_REQUIRED ACTIONS:_
1. Reproduce the part of the discogram text between "Doctors take special" and "of a discogram?", inclusive.
2. Answer these questions from the discogram text.
(a) Who sends a signed report to the primary care or referring physician?
(b) How long should nursing mothers wait after a contrast material injection before resuming breastfeeding?
(c) For what period must conservative treatment fail to alleviate back pain before a discogram is usually recommended?
(Beginning of PASSAGE FOR REVIEW)
Who interprets the results and how do I get them?

A radiologist, a doctor trained to supervise and interpret radiology examinations, will analyze the images. The radiologist will send a signed report to your primary care or referring physician who will discuss the results with you.

You may need a follow-up exam. If so, your doctor will explain why. Sometimes a follow-up exam further evaluates a potential issue with more views or a special imaging technique. It may also see if there has been any change in an issue over time. Follow-up exams are often the best way to see if treatment is working or if a problem needs attention.

What are the benefits vs. risks?

Benefits

  • A discogram assesses whether or not a specific intervertebral disc is involved in causing your back pain symptoms.
  • No radiation stays in your body after an x-ray exam.
  • X-rays usually have no side effects in the typical diagnostic range for this exam.
  • CT scanning is painless, noninvasive and accurate.
  • A major advantage of CT is its ability to image bone, soft tissue and blood vessels all at the same time.
  • Unlike conventional x-rays, CT scanning provides very detailed images of many types of tissue as well as the lungs, bones and blood vessels.

Risks

  • Any procedure that penetrates the skin carries a risk of infection. The chance of infection requiring antibiotic treatment appears to be less than one in 1,000.
  • There is a very slight risk of an allergic reaction if the procedure uses an injection of contrast material.
  • There is always a slight chance of cancer from excessive exposure to radiation. However, given the small amount of radiation used in medical imaging, the benefit of an accurate diagnosis far outweighs the associated risk.
  • Women should always tell their doctor and x-ray technologist if they are pregnant. See the Safety in X-ray, Interventional Radiology and Nuclear Medicine Procedures page for more information about pregnancy and x-rays.
  • The radiation dose for this procedure varies. See the Radiation Dose in X-Ray and CT Exams page for more information about radiation dose.
  • Doctors do not generally recommend CT scanning for pregnant women unless medically necessary because of potential risk to the unborn baby.
  • Nursing mothers should wait for 24 hours after contrast material injection before resuming breastfeeding.
  • The risk of serious allergic reaction to contrast materials that contain iodine is extremely rare. Radiology departments are well-equipped to deal with any allergic reaction.
  • A discogram is generally a safe procedure. However, there is a risk of the following complications:
    • infection of the injected discs
    • temporary worsening of chronic back pain
    • headache
    • nausea
    • injury to blood vessels or nerves in and around the spine
    • bleeding
    • temporary numbness or weakness
    • nerve damage
    • paralysis.

A Word About Minimizing Radiation Exposure

Doctors take special care during x-ray exams to use the lowest radiation dose possible while producing the best images for evaluation. National and international radiology protection organizations continually review and update the technique standards radiology professionals use.

Modern x-ray systems minimize stray (scatter) radiation by using controlled x-ray beams and dose control methods. This ensures that the areas of your body not being imaged receive minimal radiation exposure.

What are the limitations of a discogram?

Because a discogram is an invasive test, it is not typically used for the initial evaluation of back pain. A discogram is usually recommended after conservative treatment, such as medication or physical therapy, over a period of four to six months fails to alleviate back pain. Because a disc can be damaged without causing pain, the results of a discogram are usually combined with other test results to determine a treatment plan.

In some cases, MRI or CT scanning is a better alternative to a discogram for the diagnosis of back pain.

In the majority of cases, plain radiographs, spine MRI or spine CT (when MRI cannot be performed) are the primary exams indicated for the diagnostic evaluation of lower back pain. Other tests, such as myelography or discography, are often used in some situations to address specific clinical questions prior to performing surgical procedures.
(End of PASSAGE FOR REVIEW)
(Beginning of SUPPLIED MATERIAL)
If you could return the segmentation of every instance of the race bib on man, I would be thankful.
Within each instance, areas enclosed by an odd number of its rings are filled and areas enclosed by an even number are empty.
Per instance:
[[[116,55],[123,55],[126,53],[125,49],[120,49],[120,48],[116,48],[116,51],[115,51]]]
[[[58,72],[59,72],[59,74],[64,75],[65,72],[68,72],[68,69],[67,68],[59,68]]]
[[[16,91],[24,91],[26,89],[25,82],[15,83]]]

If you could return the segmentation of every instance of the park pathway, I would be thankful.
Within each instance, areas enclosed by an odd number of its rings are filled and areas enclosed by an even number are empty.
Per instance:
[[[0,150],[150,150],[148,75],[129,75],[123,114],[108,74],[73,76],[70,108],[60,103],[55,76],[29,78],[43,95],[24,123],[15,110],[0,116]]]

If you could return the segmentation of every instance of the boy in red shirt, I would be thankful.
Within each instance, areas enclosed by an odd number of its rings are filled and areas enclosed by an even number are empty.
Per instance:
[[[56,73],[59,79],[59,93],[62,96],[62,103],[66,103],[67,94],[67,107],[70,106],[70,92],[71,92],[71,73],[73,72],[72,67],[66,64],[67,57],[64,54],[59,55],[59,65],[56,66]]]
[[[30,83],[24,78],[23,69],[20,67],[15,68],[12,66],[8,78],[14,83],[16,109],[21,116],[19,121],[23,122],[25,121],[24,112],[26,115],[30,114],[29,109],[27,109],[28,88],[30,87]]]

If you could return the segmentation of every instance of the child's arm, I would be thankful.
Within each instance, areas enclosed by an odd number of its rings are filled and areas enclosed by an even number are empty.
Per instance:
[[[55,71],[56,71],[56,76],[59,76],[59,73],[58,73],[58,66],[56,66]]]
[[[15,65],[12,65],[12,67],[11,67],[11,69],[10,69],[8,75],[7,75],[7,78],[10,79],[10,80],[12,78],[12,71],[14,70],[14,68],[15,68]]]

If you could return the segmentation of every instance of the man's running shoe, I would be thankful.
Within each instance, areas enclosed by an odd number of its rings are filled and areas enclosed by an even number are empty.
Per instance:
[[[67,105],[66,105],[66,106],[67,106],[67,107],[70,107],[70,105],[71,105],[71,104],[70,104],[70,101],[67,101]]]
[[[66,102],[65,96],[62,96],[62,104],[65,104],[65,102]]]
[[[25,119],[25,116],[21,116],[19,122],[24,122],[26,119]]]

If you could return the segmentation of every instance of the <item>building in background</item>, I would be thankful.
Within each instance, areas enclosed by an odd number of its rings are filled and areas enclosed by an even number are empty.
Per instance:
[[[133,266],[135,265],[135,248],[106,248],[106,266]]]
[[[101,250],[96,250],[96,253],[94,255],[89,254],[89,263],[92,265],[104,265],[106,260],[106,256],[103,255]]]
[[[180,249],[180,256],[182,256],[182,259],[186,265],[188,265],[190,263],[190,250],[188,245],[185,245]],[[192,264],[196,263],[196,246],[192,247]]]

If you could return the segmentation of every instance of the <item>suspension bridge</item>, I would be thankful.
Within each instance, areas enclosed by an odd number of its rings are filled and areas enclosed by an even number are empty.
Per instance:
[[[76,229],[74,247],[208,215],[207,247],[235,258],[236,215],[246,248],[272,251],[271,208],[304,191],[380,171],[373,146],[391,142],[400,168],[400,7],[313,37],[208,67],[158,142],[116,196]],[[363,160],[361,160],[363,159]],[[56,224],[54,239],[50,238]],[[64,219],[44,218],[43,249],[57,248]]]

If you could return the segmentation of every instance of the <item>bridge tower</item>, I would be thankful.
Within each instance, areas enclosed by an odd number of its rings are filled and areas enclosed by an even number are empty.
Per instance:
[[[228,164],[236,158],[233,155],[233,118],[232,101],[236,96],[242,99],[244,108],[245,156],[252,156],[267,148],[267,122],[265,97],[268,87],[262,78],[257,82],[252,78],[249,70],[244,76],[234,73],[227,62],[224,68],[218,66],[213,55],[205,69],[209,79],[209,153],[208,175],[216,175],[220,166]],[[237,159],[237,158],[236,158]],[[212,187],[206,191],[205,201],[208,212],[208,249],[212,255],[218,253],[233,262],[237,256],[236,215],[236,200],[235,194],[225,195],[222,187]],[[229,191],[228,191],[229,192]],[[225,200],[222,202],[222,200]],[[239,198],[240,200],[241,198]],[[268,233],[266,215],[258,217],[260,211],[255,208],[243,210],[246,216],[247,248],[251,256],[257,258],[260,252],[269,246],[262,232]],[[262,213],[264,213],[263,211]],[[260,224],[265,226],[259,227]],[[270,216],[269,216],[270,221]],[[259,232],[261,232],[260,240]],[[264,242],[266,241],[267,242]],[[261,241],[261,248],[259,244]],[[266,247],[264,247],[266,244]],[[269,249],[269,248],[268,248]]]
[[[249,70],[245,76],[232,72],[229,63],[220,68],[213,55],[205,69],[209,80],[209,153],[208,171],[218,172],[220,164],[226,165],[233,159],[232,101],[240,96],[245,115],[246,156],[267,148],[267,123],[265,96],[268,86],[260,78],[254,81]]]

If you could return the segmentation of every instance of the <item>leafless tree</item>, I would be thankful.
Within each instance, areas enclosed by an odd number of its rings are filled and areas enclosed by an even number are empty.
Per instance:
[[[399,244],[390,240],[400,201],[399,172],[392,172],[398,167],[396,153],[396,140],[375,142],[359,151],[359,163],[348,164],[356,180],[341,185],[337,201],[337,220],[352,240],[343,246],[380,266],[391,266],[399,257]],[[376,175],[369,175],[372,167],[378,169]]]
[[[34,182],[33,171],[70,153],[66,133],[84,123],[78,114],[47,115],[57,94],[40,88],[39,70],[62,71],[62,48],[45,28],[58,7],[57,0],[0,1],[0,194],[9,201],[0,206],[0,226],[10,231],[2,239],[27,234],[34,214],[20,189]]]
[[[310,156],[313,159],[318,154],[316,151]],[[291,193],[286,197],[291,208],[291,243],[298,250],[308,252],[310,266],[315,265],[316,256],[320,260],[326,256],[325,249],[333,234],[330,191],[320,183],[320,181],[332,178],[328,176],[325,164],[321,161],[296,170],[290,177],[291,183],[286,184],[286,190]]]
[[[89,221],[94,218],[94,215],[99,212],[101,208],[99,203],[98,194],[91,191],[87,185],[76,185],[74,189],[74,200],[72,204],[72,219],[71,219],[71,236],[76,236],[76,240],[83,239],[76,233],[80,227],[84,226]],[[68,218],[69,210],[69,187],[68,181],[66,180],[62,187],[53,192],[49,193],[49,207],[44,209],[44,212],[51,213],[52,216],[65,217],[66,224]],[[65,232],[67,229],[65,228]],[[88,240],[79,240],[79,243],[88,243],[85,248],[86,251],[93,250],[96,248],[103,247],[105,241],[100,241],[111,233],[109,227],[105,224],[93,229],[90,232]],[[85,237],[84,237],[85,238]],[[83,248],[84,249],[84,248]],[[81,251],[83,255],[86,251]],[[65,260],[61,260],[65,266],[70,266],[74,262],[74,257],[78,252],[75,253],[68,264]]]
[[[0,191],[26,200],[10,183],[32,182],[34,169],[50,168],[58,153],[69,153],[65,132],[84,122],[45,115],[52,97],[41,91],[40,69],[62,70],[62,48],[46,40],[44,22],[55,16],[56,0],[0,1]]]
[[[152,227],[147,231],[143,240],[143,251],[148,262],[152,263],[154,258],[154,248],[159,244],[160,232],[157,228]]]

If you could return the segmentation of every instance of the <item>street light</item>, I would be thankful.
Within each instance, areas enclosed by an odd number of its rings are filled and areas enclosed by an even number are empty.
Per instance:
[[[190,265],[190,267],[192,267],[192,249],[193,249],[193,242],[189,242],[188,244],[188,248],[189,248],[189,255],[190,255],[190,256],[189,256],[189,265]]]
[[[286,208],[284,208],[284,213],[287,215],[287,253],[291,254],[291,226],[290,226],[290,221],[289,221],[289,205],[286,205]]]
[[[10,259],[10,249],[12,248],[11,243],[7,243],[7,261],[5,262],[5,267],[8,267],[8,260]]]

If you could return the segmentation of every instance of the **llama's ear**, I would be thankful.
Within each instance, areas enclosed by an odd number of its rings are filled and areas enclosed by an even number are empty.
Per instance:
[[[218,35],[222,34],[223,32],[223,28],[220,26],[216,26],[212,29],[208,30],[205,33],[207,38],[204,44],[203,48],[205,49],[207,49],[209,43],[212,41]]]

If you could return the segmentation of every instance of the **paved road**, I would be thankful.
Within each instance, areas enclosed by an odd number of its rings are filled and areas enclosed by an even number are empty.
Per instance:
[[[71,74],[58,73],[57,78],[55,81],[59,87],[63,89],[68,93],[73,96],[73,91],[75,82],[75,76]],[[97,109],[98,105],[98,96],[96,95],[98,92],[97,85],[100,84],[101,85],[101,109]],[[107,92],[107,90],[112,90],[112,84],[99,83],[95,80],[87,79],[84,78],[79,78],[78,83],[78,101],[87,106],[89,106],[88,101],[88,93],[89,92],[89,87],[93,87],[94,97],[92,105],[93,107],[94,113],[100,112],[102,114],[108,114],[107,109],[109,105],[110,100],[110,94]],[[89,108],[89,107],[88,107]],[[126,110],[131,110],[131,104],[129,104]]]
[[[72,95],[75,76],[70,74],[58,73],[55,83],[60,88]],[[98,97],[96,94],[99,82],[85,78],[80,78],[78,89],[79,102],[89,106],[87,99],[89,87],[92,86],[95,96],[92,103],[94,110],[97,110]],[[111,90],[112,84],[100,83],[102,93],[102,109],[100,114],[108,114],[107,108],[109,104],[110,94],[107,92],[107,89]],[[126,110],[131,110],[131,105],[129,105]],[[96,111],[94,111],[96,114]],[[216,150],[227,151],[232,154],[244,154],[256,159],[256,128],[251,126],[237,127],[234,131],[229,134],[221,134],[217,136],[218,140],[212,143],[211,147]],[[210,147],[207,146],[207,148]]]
(End of SUPPLIED MATERIAL)
_RESPONSES TO THE EXERCISE:_
1.
Doctors take special care during x-ray exams to use the lowest radiation dose possible while producing the best images for evaluation. National and international radiology protection organizations continually review and update the technique standards radiology professionals use.

Modern x-ray systems minimize stray (scatter) radiation by using controlled x-ray beams and dose control methods. This ensures that the areas of your body not being imaged receive minimal radiation exposure.

What are the limitations of a discogram?

2.
(a) The radiologist.
(b) 24 hours.
(c) Four to six months.